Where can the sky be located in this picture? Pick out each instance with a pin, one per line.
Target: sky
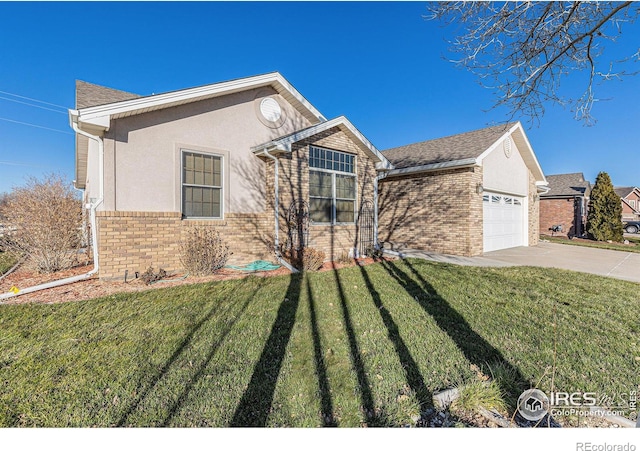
(380, 64)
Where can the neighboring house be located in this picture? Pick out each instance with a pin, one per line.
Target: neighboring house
(464, 194)
(250, 157)
(630, 197)
(565, 205)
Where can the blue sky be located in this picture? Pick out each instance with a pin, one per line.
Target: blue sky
(379, 64)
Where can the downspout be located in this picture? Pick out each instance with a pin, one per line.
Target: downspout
(276, 242)
(376, 244)
(376, 207)
(92, 214)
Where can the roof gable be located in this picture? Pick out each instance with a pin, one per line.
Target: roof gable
(458, 147)
(567, 185)
(462, 150)
(624, 191)
(284, 143)
(101, 115)
(89, 94)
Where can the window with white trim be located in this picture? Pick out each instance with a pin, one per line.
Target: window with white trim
(332, 186)
(201, 185)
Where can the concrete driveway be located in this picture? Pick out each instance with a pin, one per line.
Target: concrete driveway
(603, 262)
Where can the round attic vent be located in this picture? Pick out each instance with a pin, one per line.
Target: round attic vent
(270, 109)
(507, 147)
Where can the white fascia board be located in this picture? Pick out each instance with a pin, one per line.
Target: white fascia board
(101, 113)
(466, 163)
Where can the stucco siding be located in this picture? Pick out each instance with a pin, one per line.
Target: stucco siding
(142, 152)
(505, 174)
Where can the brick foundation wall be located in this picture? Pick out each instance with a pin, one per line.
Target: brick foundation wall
(335, 240)
(554, 212)
(134, 241)
(438, 212)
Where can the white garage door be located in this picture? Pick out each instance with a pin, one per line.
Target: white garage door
(503, 224)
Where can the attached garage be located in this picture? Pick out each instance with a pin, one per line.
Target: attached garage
(504, 222)
(463, 195)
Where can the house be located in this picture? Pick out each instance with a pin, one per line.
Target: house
(464, 195)
(630, 197)
(250, 157)
(565, 205)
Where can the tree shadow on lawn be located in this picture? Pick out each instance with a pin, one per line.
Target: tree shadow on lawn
(255, 404)
(411, 369)
(326, 404)
(475, 348)
(184, 344)
(373, 417)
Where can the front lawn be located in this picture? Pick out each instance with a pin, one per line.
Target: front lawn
(633, 246)
(359, 346)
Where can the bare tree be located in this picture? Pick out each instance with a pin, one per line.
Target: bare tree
(522, 50)
(44, 220)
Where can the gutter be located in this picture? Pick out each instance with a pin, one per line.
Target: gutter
(276, 243)
(468, 162)
(73, 120)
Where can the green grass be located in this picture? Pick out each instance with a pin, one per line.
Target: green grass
(634, 247)
(7, 260)
(360, 346)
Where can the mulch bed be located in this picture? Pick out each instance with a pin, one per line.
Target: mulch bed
(24, 277)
•••
## [The problem]
Each entry should be transcribed exactly as given, with pictures omitted.

## [Expected answer]
Where can the sky be located in this picture? Pick out each instance with a pin, one per line.
Target: sky
(380, 64)
Where can the neighboring house be located in this picture? Pick out each instance with a pin, one per line.
Target: neighboring house
(464, 194)
(250, 157)
(630, 197)
(565, 205)
Where can the blue sky be located in this picture? Pick out each instance with a pin, one per line.
Target: blue sky
(379, 64)
Where can the downspout be located in this picture? Pick out each instance with a pin, one per line.
Target: downspout
(276, 242)
(376, 244)
(376, 207)
(92, 214)
Where can the roof gable be located in this picture? Pick out each instance with a pin, one per line.
Target: roof gable
(458, 147)
(567, 185)
(462, 150)
(624, 191)
(284, 143)
(101, 115)
(89, 94)
Where can the window with white trim be located in this picture? Pick out each instance with a pin, one per line.
Target: window with white trim
(332, 186)
(201, 185)
Where can the concrete driveway be located in this picture? Pick out each instance with a pin, one per line.
Target: concrete driveway
(603, 262)
Where can the round attic vent be located in this picture? Pick out each instance with a pin, one per line.
Target: round attic vent
(270, 109)
(507, 147)
Where can the white fascia board be located in this picture? Pick out each instance with a pin, one per line.
Target: white fascia board
(101, 113)
(466, 163)
Where can the stucco siding be located in this picture? Pick out each instance with a pin, one per line.
Target: stucco siding
(142, 152)
(505, 174)
Where can the brick foundation wall be located in this picture? Pick out each instance with a pin, one per line.
Target: brick foundation wall
(335, 240)
(554, 212)
(134, 241)
(438, 212)
Where can the white garage door be located in this picture? Pick out each instance with a pin, one per line.
Target: white garage door
(503, 224)
Where can the attached garage be located in this picture? Pick out each instance with a pin, one per line.
Target: attached garage
(504, 222)
(463, 195)
Where can the house be located in this picture? Pick out each instance with a pin, one per line.
Target: house
(464, 195)
(630, 197)
(250, 157)
(565, 205)
Where can the tree shadow on lawn be located in this picture? Pick out each instance with a pin, one per line.
Target: tree shadow on lawn
(255, 404)
(411, 369)
(326, 404)
(475, 348)
(184, 344)
(373, 417)
Where can the front lawn be located in this picture? Pick out each instance with a pin, one per line.
Target: front lawn
(633, 246)
(359, 346)
Where can the bare tree be located in this picture? Pick out each instance with a pin, one per line.
Target: bare tree
(522, 50)
(44, 220)
Where can the gutter be located in this picture? Pick out each instance with a pin, one per line.
Target: gutter
(276, 243)
(468, 162)
(73, 120)
Where can the green grass be located in this picture? Pick out each instance with a pin, one per line.
Target: green grass
(634, 247)
(7, 260)
(360, 346)
Where can the mulch bed be located in this picture? Pick out each instance with a pin, one per line.
Target: mulch bed
(24, 277)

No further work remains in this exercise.